■ Goal of the exercise
Starting from the top of the entries below and ending with the line containing "target | white fur", restate every line word for word, pictures omitted.

■ Stored data
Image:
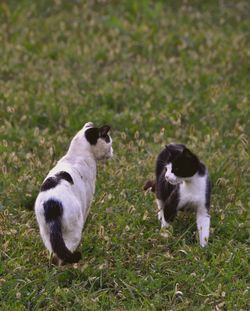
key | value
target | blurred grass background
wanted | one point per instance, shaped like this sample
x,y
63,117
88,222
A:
x,y
157,72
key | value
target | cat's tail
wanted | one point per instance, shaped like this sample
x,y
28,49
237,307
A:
x,y
150,184
53,213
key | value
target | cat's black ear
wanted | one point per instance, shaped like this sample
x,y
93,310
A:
x,y
187,153
104,130
92,135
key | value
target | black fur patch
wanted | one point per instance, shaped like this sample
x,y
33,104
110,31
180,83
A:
x,y
66,176
49,183
52,210
92,134
52,182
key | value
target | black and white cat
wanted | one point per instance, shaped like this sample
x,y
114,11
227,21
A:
x,y
182,181
63,203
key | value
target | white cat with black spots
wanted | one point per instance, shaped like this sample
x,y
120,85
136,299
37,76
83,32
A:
x,y
63,203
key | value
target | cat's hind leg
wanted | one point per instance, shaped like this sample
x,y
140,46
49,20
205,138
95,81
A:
x,y
161,218
203,224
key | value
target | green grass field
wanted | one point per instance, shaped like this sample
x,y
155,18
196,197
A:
x,y
157,72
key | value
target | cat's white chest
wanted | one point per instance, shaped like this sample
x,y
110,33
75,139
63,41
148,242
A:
x,y
193,192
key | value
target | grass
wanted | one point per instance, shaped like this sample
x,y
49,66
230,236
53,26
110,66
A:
x,y
158,72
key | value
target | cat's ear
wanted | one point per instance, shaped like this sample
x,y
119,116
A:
x,y
104,130
187,153
92,134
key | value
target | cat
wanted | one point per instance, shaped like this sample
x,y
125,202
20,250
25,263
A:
x,y
182,181
63,202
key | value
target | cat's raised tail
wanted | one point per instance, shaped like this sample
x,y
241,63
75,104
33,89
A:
x,y
150,184
53,212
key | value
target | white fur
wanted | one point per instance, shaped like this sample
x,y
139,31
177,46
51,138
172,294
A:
x,y
80,163
193,192
164,223
170,177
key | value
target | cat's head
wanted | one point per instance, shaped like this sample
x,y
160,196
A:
x,y
182,167
99,140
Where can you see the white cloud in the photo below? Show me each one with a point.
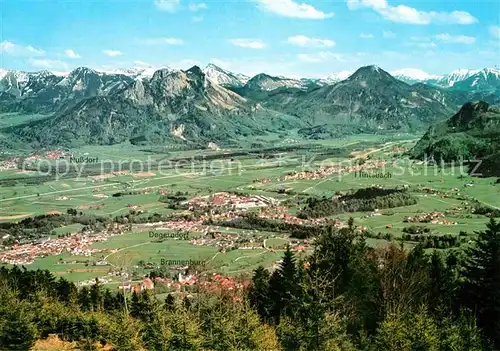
(167, 5)
(495, 31)
(290, 8)
(248, 43)
(112, 53)
(160, 41)
(184, 63)
(458, 39)
(388, 34)
(142, 64)
(366, 36)
(302, 40)
(421, 42)
(48, 64)
(320, 57)
(406, 14)
(71, 54)
(280, 65)
(197, 6)
(14, 49)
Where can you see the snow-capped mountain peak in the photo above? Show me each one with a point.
(224, 77)
(336, 77)
(457, 75)
(413, 74)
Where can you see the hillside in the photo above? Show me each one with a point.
(370, 98)
(44, 92)
(471, 134)
(173, 106)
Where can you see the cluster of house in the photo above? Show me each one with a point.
(280, 213)
(324, 172)
(9, 164)
(231, 201)
(225, 242)
(431, 217)
(77, 244)
(213, 283)
(49, 155)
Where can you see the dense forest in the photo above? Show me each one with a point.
(345, 296)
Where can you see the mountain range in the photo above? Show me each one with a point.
(198, 105)
(473, 133)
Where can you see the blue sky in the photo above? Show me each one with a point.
(283, 37)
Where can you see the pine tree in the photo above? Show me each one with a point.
(258, 294)
(170, 302)
(481, 291)
(84, 299)
(135, 305)
(96, 296)
(283, 288)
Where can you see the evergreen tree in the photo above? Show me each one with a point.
(258, 294)
(481, 290)
(170, 302)
(135, 305)
(96, 296)
(283, 288)
(84, 299)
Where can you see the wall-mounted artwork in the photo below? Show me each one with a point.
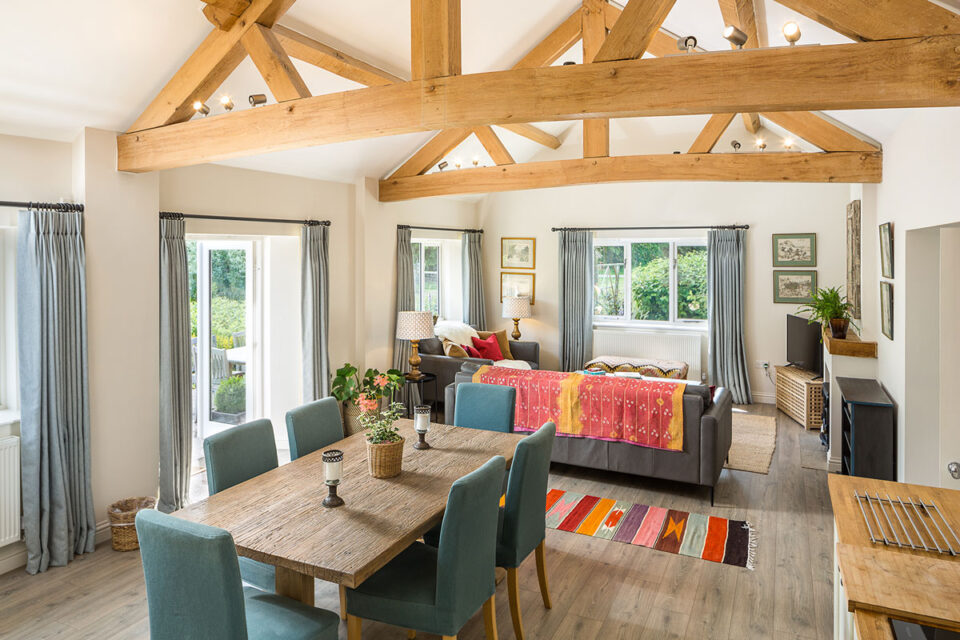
(794, 287)
(886, 308)
(886, 249)
(794, 249)
(518, 253)
(518, 284)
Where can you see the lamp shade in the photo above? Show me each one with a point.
(517, 307)
(414, 325)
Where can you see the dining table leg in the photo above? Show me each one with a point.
(295, 585)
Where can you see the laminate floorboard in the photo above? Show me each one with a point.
(600, 588)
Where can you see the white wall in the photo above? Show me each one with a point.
(767, 208)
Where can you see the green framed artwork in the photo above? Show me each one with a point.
(794, 287)
(794, 249)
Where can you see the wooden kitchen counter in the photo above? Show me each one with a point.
(888, 581)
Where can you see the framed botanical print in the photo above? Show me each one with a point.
(886, 249)
(518, 284)
(886, 308)
(794, 287)
(794, 249)
(518, 253)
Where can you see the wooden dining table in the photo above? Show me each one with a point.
(277, 517)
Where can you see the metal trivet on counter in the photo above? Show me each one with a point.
(911, 523)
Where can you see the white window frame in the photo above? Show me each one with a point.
(626, 320)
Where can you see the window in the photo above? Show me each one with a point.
(650, 281)
(426, 276)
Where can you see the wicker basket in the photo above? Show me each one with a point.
(385, 460)
(123, 532)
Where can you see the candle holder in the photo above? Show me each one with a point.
(332, 471)
(421, 424)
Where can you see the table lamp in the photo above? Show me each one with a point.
(414, 326)
(516, 307)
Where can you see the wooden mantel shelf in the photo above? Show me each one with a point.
(851, 346)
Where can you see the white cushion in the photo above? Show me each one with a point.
(455, 332)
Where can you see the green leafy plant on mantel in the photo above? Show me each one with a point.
(831, 309)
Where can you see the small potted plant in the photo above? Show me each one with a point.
(831, 308)
(384, 442)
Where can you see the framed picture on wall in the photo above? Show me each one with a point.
(518, 253)
(794, 287)
(518, 284)
(886, 249)
(886, 308)
(794, 249)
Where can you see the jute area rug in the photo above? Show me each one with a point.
(754, 441)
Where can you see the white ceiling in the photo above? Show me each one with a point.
(70, 64)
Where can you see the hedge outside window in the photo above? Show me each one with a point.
(666, 281)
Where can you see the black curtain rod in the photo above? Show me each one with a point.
(412, 226)
(174, 215)
(722, 226)
(53, 206)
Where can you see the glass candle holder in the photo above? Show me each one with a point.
(421, 424)
(333, 473)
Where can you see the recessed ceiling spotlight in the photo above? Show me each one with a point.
(791, 31)
(734, 35)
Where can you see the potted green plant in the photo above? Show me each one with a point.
(831, 308)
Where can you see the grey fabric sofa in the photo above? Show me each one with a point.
(707, 433)
(446, 367)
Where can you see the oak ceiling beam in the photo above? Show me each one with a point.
(274, 64)
(207, 68)
(879, 19)
(717, 167)
(916, 72)
(326, 57)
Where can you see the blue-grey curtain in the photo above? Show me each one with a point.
(176, 425)
(576, 299)
(474, 311)
(58, 515)
(726, 270)
(315, 310)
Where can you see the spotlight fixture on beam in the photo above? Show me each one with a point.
(791, 32)
(687, 43)
(734, 35)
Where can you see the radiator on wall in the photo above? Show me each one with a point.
(9, 490)
(638, 343)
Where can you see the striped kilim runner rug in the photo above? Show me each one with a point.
(731, 542)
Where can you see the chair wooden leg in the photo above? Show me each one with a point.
(490, 619)
(354, 627)
(542, 575)
(513, 594)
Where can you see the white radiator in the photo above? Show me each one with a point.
(9, 490)
(685, 347)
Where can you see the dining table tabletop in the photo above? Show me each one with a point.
(277, 517)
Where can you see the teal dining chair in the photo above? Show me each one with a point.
(485, 406)
(438, 589)
(314, 426)
(234, 456)
(194, 589)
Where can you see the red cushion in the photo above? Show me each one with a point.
(489, 348)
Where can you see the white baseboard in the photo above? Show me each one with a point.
(14, 556)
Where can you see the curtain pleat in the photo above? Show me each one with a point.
(176, 437)
(576, 299)
(58, 513)
(315, 310)
(726, 269)
(474, 311)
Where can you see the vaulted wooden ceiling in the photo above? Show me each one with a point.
(907, 55)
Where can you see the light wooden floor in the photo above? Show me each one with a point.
(601, 589)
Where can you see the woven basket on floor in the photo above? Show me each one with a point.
(123, 532)
(385, 460)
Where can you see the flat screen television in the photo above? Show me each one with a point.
(804, 348)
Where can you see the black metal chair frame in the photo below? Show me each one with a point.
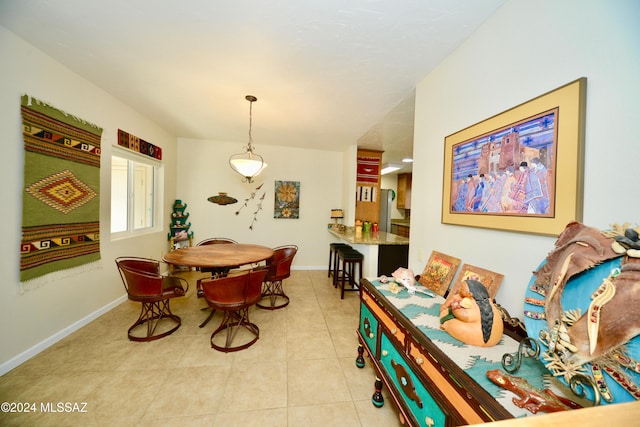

■ Exercise solution
Image:
key | value
target | blurred grass background
wanted | one point per instance, shaped like this sample
x,y
63,117
88,222
A:
x,y
157,72
key | value
target | cat's tail
wanted | one point per instance, shaped like this sample
x,y
28,49
237,307
A:
x,y
150,184
53,213
key | value
target | cat's black ear
wanted | one point per instance, shaped like this sample
x,y
93,310
A:
x,y
187,153
104,130
92,135
key | value
target | black fur patch
wanted | one point per instance, shaped like this sample
x,y
33,104
110,31
180,83
A:
x,y
66,176
49,183
52,210
92,134
52,182
key | value
target | black and white cat
wanted | one point per instance, shaped like this sample
x,y
114,11
227,21
A:
x,y
182,181
63,203
key | value
target | white cat with black spots
wanted | one point per instance, shaped like this sample
x,y
120,85
136,299
37,76
83,32
A:
x,y
63,203
key | value
target | cat's hind leg
wanted | one point per instance, shaped like this sample
x,y
140,46
49,20
205,138
95,81
A:
x,y
161,218
203,224
key | value
target | green grass field
wanted | one point per instance, shaped like this sample
x,y
155,18
196,197
A:
x,y
157,72
key | value
target | cat's white chest
wanted | one point per instance, shaped like this sample
x,y
110,33
75,139
63,41
148,242
A:
x,y
193,192
key | value
target | grass
wanted | one point per instance, shaped like this sample
x,y
49,66
230,236
53,26
110,66
A:
x,y
158,72
key | value
target | cat's ear
wanted | one point per instance, shaped like this sample
x,y
119,116
A:
x,y
104,130
187,153
92,134
key | value
target | cat
wanted | one point per instance, shaped like this sample
x,y
125,202
20,250
25,263
A:
x,y
182,181
63,202
key | value
target | cat's raised tail
wanted | one point per instance, shaped like this sample
x,y
241,63
75,104
33,89
A:
x,y
150,184
53,212
key | value
target | white fur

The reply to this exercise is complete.